*SOURCE PASSAGE*:
- - - - - - -

In the second section of Part 3, the denouement occurs through a series of extremely unlikely negative events: a sheriff from the far side of the state—who is the brother of the fugitive being sought—figures out where a minor fugitive is working. In the process of arresting that man, he decides to apprehend the two other people who happen to be on the run from the law.
The continual, tumultuous turns of events that occur throughout the narrative serve as an extended meditation on The Capriciousness of Luck. The word “luck” appears consistently throughout the book, often in bits of dialogue between the characters. Donal deals with the notion of good fortune through the use of two expressions: When his luck is good, he says that he “has it knocked” (112). When his luck is bad, he says he must “hunch up and take it” (133). As the narrative progresses, he uses both expressions equally; Doig thus implies that the pendulum of good fortune swings both in one’s favor and then against one with approximately the same frequency. The story also makes clear that good luck for one may turn out to be bad luck for another. For example, Aunt Kate calls it good luck when she conscripts Donal into being her canasta partner. For Donal, however, this is misfortune, placing him even more in his aunt’s hostile crosshairs.

- - - - - - -

(Source records)
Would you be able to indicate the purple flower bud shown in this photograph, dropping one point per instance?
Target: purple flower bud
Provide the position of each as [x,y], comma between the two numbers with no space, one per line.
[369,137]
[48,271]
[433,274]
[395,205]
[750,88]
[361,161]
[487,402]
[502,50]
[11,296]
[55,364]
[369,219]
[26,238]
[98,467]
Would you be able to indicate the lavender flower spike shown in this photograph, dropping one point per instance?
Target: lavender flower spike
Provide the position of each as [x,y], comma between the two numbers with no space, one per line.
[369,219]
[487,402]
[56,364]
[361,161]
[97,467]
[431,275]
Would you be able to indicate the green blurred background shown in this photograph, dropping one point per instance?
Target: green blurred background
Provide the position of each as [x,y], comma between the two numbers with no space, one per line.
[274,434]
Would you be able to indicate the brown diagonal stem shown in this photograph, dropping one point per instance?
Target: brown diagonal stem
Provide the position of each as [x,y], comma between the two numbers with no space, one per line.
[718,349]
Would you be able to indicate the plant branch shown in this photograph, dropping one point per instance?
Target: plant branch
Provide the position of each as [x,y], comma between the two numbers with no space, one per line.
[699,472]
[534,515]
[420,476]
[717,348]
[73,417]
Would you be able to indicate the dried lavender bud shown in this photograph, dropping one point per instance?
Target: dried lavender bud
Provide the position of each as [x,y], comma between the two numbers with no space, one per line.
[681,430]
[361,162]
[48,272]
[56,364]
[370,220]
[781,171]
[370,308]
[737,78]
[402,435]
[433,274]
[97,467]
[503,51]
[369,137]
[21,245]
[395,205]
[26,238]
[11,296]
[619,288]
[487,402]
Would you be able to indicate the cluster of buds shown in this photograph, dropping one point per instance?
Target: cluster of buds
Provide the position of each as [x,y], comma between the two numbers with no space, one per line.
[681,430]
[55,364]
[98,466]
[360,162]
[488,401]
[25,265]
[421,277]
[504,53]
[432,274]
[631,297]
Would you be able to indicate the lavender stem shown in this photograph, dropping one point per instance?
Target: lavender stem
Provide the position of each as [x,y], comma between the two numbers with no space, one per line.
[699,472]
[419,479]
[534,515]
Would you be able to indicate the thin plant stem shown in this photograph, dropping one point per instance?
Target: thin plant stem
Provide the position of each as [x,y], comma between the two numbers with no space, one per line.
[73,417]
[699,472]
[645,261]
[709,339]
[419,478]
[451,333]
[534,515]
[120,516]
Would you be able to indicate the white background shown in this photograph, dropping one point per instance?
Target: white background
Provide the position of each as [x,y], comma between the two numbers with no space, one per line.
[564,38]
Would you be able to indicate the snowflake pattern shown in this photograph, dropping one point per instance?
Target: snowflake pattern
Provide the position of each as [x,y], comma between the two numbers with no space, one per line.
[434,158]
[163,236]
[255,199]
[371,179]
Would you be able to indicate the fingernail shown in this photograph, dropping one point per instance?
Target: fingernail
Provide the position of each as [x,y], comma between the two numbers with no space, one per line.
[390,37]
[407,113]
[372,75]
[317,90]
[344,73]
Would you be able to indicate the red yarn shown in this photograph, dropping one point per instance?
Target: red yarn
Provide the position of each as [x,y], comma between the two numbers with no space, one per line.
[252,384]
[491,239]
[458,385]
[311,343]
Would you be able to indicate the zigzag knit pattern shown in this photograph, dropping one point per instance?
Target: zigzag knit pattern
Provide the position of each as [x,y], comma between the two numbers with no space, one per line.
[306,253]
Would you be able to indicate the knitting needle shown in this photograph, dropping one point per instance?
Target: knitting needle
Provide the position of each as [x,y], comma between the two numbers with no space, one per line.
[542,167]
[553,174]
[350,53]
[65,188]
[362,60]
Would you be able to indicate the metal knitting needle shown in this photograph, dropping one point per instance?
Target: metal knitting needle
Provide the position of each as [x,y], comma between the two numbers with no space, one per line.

- - - - - - -

*ACTIVITIES*:
- a) List every word or phrase that the passage on luck in Doig's narrative places inside quotation marks.
- b) Using the passage on luck in Doig's narrative, decide whether each statement agrees with it, and back each yes or no with the deciding words quoted from the passage. (i) The sheriff who finds the minor fugitive is the brother of the fugitive being sought. (ii) As the narrative progresses, Donal says "hunch up and take it" more often than "has it knocked." (iii) Donal regards being made Aunt Kate's canasta partner as good luck.
- c) Write the next part of the passage on luck in Doig's narrative, starting after its last sentence.
Nothing in the source records is needed here.

*RESPONSES TO THE EXERCISE*:
- a)
- "luck"
- "has it knocked"
- "hunch up and take it"

- b)
(i) Yes: "a sheriff from the far side of the state—who is the brother of the fugitive being sought"
(ii) No: "he uses both expressions equally"
(iii) No: "For Donal, however, this is misfortune"

- c)
In the final chapters, Doig offers two insights about good fortune from two very different characters. Rags, after hearing the story of how Herman and Donal meandered their way serendipitously into his service, remarks in his own parlance that it is better to be lucky than intelligent. Donal appears to agree, as he says repeatedly that working for Rags is tantamount to “having it knocked” permanently. However, the issue is that Donal frequently repeats this phrase in the narrative, only to see his luck fall apart. In this way, Doig reiterates that luck can bring respite from misfortune, but its permanence is never guaranteed. Despite the benevolence of Rags, things might still fall apart for Donal, Herman, and Gram.
The second insight is from Letty’s inscription in Donal’s memory book in which she observes that all people are explorers on their own journeys, and upon standing back and looking at the good and bad fortune that maps one’s life, one will see that things smooth out. Thus, she argues, some may have great luck and others miserable misfortune. Still, in the end, things work out in a balanced way.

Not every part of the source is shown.